夢は、大きな一軒家で雑貨・Cafe兼FamilyHomeで地域のコミュニティーを作ることと、福祉のイメージを一新すること。常にオープンに、規定の概念を軽やかに超えるチャレンジをし続ける白田有香里さんにお話を伺いました。

プロフィール
民間企業の会社員、児童自立支援施設·児童養護施設職員を経て、現在児童相談所勤務。プライベートでは養育里親として、二人の男の子を育てている。
座右の銘:今より若い時はない

記者 よろしくお願いします。

白田有香里さん(以下、白田) よろしくお願いします。

「人生は自由に変えられる。」

記者 今のお仕事を始めたきっかけを教えてください。

白田 それまで、親が紹介してくれた会社で働いていたんですが、つまんないなと思っていて。そんな時に、家族で行った香港で、あまりの「違い」にすごい衝撃を受けたんです。「私ここに住みたいかも」ってポロっと言ったら、母が「住んだらいいじゃない」って。その時、あれ?住めるんだなって思えて、「なんで今まで変えられないって思ってたんだろう。自分の人生自由に変えられるんだ」って思ったのが転機です。それから、児童自立支援施設で働きたい!と思って、保育士の資格をとり、現在の仕事に至っています。

記者 なぜ、児童自立支援施設で働きたいと思ったんですか?

白田 対人間という点ですね。生身の人間と人間が向き合わざるを得ないので、キレイごとじゃ済まないところが良くて。あと、非行少年が好きなんです。

(出典の抜粋)
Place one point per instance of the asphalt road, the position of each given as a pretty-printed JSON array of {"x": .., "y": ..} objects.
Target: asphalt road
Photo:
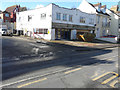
[{"x": 27, "y": 64}]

(課題の内容) 白田有香里さんへのインタビューの「白田 それまで、親が紹介して」から「記者 なぜ、児童自立支援施設で働きたいと思ったんですか?」までを、一字一句変えずに書き写す。

(解答例)
白田 それまで、親が紹介してくれた会社で働いていたんですが、つまんないなと思っていて。そんな時に、家族で行った香港で、あまりの「違い」にすごい衝撃を受けたんです。「私ここに住みたいかも」ってポロっと言ったら、母が「住んだらいいじゃない」って。その時、あれ?住めるんだなって思えて、「なんで今まで変えられないって思ってたんだろう。自分の人生自由に変えられるんだ」って思ったのが転機です。それから、児童自立支援施設で働きたい!と思って、保育士の資格をとり、現在の仕事に至っています。

記者 なぜ、児童自立支援施設で働きたいと思ったんですか?